• _TASK OBJECTIVE_:
Rewrite the stretch from the start of the records through the line containing "pixel 330 481", both ends included. Multiply each pixel coordinate in the answers by 2.5, round to whole numbers with halves going up, and leave all other text unchanged.

Image object location records:
= = =

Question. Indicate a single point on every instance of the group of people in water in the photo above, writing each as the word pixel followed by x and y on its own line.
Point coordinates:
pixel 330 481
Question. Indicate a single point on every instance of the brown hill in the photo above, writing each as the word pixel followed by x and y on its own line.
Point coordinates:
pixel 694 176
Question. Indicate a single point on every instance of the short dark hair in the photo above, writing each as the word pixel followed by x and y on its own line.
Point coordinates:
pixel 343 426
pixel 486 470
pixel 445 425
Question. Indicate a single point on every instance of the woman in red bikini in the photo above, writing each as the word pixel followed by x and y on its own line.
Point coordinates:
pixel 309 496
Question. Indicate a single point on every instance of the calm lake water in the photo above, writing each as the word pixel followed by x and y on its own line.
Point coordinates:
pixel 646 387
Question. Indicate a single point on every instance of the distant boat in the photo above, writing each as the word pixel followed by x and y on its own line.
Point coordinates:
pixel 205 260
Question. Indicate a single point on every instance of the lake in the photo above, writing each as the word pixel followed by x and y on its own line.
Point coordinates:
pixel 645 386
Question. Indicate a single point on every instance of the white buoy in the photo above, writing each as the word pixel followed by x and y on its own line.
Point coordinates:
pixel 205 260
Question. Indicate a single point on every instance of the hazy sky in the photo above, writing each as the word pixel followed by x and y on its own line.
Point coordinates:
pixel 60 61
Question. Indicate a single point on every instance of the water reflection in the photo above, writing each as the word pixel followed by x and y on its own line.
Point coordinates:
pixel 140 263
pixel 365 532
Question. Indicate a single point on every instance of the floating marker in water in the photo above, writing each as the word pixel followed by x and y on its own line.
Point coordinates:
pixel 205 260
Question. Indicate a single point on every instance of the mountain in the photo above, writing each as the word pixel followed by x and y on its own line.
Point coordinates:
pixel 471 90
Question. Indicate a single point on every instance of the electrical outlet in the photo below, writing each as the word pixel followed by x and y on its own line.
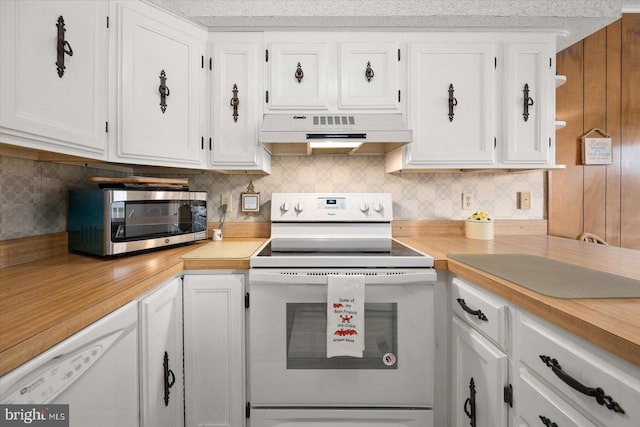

= = =

• _RESULT FOR THIS EXERCISE_:
Question. Indicate a single point on every instance of the group of people in water in the photo above, writing each as the word pixel followed by x and y on its own line.
Point coordinates:
pixel 825 1203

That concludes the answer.